TASK PROMPT:
As the answer, give every line of the records that includes the word "cactus".

======== SOURCE MATERIAL

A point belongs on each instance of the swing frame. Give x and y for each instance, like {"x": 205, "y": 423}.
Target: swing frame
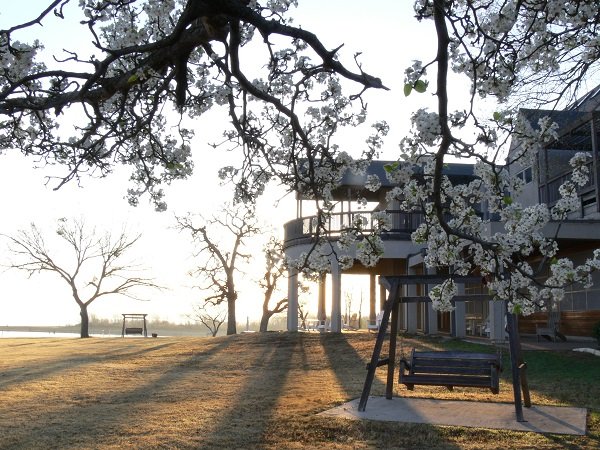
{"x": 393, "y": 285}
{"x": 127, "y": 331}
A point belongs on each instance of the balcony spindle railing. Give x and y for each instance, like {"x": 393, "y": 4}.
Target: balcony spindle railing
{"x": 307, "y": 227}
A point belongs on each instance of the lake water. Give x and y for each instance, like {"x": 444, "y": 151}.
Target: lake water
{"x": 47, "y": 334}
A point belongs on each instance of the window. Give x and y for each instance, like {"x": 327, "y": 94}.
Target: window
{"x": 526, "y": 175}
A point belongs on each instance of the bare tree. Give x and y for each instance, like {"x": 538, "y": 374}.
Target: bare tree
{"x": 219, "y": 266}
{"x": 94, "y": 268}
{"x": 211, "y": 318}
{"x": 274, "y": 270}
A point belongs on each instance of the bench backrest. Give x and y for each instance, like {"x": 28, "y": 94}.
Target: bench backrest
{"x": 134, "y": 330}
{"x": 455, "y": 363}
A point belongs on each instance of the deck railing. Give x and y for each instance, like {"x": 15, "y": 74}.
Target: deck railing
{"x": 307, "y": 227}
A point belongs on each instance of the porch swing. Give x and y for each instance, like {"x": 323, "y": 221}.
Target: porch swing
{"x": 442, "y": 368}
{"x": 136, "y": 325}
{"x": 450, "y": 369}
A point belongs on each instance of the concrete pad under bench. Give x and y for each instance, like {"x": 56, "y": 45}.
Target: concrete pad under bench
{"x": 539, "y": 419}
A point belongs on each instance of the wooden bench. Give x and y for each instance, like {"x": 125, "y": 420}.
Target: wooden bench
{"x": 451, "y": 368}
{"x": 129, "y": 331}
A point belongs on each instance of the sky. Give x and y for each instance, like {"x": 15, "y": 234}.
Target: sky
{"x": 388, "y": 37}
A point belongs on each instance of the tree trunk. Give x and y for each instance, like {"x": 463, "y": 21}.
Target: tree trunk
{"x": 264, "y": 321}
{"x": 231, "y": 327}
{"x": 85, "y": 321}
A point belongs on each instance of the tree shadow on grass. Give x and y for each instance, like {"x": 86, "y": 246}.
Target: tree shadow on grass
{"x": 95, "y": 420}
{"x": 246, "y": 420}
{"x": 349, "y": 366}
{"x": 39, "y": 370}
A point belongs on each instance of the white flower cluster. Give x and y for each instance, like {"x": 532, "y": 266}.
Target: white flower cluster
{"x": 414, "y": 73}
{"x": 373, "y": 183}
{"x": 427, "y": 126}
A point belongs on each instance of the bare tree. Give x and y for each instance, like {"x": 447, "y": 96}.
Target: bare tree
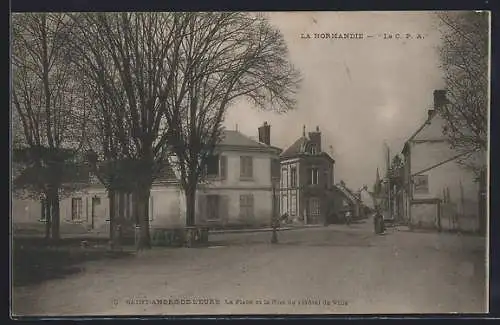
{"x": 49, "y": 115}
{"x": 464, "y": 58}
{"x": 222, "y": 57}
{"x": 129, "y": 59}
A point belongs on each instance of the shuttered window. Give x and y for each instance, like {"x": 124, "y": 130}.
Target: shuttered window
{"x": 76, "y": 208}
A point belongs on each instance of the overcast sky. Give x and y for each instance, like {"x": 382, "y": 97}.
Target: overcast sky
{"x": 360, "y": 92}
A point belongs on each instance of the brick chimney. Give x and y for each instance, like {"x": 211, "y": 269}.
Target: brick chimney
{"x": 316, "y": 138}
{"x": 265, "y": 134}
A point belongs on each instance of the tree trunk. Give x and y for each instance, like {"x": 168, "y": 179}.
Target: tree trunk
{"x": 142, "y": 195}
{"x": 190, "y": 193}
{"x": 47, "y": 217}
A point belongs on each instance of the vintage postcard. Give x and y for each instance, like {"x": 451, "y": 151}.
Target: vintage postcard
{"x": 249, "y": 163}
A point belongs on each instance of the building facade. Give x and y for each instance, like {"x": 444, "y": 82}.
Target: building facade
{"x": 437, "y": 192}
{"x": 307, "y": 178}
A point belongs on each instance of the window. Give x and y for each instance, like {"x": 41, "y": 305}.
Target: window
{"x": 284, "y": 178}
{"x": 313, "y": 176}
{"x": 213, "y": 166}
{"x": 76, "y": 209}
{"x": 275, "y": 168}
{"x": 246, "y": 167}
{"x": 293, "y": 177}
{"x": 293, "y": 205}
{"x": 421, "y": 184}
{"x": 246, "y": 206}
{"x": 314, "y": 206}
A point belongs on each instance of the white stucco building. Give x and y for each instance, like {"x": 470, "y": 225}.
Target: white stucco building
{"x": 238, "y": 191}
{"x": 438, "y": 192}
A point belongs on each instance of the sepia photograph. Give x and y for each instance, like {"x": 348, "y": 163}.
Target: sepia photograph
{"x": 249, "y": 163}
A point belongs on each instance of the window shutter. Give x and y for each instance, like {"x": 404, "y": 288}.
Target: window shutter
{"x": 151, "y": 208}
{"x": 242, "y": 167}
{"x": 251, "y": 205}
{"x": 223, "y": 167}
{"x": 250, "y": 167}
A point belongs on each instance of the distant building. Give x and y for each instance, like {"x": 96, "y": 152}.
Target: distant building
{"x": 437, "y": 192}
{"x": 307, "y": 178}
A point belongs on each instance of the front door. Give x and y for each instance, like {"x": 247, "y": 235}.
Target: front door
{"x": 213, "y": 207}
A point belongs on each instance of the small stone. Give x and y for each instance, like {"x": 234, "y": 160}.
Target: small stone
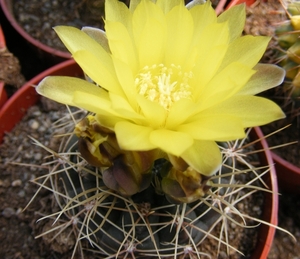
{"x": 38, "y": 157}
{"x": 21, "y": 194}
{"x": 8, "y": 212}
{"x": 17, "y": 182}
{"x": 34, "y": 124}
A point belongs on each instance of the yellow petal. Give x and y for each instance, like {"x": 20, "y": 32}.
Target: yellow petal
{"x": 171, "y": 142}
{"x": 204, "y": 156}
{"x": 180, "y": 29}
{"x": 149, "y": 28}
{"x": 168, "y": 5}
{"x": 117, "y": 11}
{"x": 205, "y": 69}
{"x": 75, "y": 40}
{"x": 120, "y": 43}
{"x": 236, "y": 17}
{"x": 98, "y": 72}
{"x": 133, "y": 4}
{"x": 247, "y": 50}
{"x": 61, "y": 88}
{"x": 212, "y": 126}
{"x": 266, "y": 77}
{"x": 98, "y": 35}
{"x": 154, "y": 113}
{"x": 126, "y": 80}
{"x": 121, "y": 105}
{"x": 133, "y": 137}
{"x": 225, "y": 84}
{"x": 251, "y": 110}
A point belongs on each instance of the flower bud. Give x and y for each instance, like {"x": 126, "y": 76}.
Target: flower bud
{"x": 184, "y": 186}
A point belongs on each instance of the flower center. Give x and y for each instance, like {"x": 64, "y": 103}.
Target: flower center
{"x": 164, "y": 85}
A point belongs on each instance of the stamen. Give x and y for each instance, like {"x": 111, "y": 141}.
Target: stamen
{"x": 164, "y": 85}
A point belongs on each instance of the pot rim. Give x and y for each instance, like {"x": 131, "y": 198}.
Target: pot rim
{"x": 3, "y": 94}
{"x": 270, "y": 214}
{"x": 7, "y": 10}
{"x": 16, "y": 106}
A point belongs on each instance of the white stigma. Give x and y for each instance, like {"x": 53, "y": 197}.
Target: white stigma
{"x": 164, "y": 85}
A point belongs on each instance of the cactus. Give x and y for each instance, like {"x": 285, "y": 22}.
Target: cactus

================

WRITTEN REPLY:
A point belongs on each instance of the cactus. Give x and y for each instance, like {"x": 285, "y": 22}.
Target: cactus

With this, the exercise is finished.